> [STATED TASK 1]: How many insertions and deletions does the test_cmatch.py patch report?
> [STATED TASK 2]: Proceed with the test_cmatch.py patch, picking up right after its last line.

> [TEXT TO READ]:
Now that we have code for sub(), test it.

Signed-off-by: Mauro Carvalho Chehab <mchehab+huawei@kernel.org>
---
 tools/unittests/test_cmatch.py | 730 ++++++++++++++++++++++++++++++++-
 1 file changed, 728 insertions(+), 2 deletions(-)

diff --git a/tools/unittests/test_cmatch.py b/tools/unittests/test_cmatch.py
index 53b25aa4dc4a..7b996f83784d 100755
--- a/tools/unittests/test_cmatch.py
+++ b/tools/unittests/test_cmatch.py
@@ -21,7 +21,7 @@ SRC_DIR = os.path.dirname(os.path.realpath(__file__))
 sys.path.insert(0, os.path.join(SRC_DIR, "../lib/python"))
 
 from kdoc.c_lex import CMatch
-from kdoc.xforms_lists import CTransforms
+from kdoc.kdoc_re import KernRe
 from unittest_helper import run_unittest
 
 #
@@ -75,7 +75,7 @@ class TestSearch(TestCaseDiff):
 
     def test_search_no_false_positive(self):
         line = "call__acquires(foo);  // should stay intact"
-        result = ", ".join(CMatch(r"\b__acquires").search(line))
+        result = ", ".join(CMatch(r"__acquires").search(line))
         self.assertEqual(result, "")
 
     def test_search_no_macro_remains(self):
@@ -88,6 +88,732 @@ class TestSearch(TestCaseDiff):
         result = ", ".join(CMatch(line).search(line))
         self.assertEqual(result, "")
 
+#
+# Override unittest.TestCase to better compare diffs ignoring whitespaces
+#
+class TestCaseDiff(unittest.TestCase):
+    """
+    Disable maximum limit on diffs and add a method to better
+    handle diffs with whitespace differences.
+    """
+
+    @classmethod
+    def setUpClass(cls):
+        """Ensure that there won't be limit for diffs"""
+        cls.maxDiff = None
+
+    def assertLogicallyEqual(self, a, b):
+        """

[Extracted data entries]
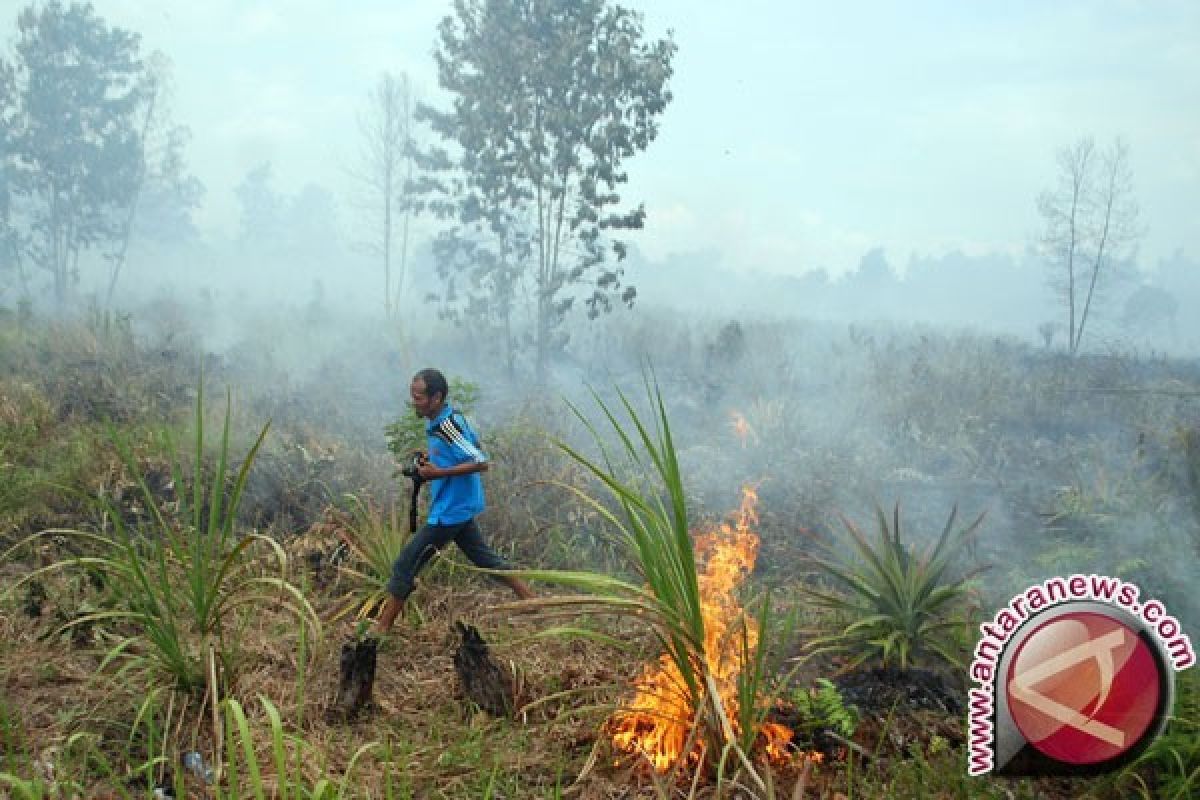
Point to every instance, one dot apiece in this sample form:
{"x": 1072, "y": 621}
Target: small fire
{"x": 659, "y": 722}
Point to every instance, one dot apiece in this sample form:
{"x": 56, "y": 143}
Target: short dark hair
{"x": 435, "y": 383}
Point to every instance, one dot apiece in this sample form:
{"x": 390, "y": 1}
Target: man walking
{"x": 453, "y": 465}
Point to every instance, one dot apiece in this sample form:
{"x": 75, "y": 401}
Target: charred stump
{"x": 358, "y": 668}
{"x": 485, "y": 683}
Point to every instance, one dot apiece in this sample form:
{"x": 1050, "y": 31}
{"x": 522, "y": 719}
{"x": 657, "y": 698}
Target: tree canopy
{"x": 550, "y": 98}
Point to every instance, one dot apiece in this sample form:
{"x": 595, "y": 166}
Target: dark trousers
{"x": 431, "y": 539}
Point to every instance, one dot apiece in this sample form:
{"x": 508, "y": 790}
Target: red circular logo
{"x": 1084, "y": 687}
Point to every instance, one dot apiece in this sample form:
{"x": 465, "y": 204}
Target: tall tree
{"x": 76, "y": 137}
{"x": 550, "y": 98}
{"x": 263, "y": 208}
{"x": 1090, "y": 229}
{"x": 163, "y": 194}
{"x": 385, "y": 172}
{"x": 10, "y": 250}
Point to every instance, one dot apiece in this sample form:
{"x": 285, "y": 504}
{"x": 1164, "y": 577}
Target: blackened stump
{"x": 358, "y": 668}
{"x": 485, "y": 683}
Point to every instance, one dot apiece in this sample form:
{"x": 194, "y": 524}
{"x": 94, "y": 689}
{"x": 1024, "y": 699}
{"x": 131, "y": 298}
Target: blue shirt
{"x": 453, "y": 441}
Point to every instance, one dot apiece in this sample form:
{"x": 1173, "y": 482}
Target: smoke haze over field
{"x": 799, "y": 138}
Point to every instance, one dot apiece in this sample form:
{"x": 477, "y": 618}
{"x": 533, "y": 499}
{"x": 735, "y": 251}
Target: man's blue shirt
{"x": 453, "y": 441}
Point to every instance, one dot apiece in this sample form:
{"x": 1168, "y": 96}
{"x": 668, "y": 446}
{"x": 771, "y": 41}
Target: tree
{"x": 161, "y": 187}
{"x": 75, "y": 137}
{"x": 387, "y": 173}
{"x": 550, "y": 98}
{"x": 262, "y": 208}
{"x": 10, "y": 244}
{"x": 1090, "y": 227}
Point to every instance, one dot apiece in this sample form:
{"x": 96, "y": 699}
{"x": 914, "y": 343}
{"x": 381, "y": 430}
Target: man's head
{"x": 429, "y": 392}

==

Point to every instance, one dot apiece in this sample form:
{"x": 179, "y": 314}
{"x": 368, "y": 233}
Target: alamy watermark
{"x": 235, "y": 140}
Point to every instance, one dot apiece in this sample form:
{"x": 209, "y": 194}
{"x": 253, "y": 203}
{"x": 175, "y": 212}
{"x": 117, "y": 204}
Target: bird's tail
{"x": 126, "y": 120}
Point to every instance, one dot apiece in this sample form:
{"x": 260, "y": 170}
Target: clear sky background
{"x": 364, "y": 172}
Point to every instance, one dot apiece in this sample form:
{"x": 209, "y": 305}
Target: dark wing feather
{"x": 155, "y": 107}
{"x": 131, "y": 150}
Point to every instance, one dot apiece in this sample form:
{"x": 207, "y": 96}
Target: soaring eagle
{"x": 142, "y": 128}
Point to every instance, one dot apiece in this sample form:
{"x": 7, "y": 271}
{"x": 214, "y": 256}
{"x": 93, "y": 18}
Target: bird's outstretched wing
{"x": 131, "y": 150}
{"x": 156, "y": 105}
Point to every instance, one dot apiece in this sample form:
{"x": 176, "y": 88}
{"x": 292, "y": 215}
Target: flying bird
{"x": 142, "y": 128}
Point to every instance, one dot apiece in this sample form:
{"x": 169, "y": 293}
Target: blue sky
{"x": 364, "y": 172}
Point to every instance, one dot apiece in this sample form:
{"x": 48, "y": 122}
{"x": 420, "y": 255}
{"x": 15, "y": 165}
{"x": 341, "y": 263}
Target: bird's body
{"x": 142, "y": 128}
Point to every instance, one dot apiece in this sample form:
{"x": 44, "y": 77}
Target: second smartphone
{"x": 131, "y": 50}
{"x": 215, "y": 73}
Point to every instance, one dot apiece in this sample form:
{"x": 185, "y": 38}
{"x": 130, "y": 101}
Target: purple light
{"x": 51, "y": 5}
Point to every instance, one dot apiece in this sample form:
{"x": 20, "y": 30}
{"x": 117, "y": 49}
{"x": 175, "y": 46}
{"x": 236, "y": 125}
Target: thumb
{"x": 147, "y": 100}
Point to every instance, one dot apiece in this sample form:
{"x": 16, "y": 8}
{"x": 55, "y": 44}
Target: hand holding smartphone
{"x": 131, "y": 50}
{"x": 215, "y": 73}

> [TASK RESULT 1]: 728 insertions and 2 deletions.

> [TASK RESULT 2]:
+        Compare two results ignoring multiple whitespace differences.
+
+        This is useful to check more complex matches picked from examples.
+        On a plus side, we also don't need to use dedent.
+        Please notice that line breaks still need to match. We might
+        remove it at the regex, but this way, checking the diff is easier.
+        """
+        a = re.sub(r"[\t ]+", " ", a.strip())
+        b = re.sub(r"[\t ]+", " ", b.strip())
+
+        a = re.sub(r"\s+\n", "\n", a)
+        b = re.sub(r"\s+\n", "\n", b)
+
+        a = re.sub(" ;", ";", a)
+        b = re.sub(" ;", ";", b)
+
+        self.assertEqual(a, b)
+
+#
+# Tests doing with different macros
+#
+
+class TestSubMultipleMacros(TestCaseDiff):
+    """
+    Tests doing with different macros.
+
+    Here, we won't use assertLogicallyEqual. Instead, we'll check if each
+    of the expected patterns are present at the answer.
+    """
+
+    def test_acquires_simple(self):
+        """Simple replacement test with __acquires"""
+        line = "__acquires(ctx) foo();"
+        result = CMatch(r"__acquires").sub("REPLACED", line)
+
+        self.assertEqual("REPLACED foo();", result)
+
+    def test_acquires_multiple(self):
+        """Multiple __acquires"""
+        line = "__acquires(ctx) __acquires(other) bar();"
+        result = CMatch(r"__acquires").sub("REPLACED", line)
+
+        self.assertEqual("REPLACED REPLACED bar();", result)
+
+    def test_acquires_nested_paren(self):
+        """__acquires with nested pattern"""
+        line = "__acquires((ctx1, ctx2)) baz();"
+        result = CMatch(r"__acquires").sub("REPLACED", line)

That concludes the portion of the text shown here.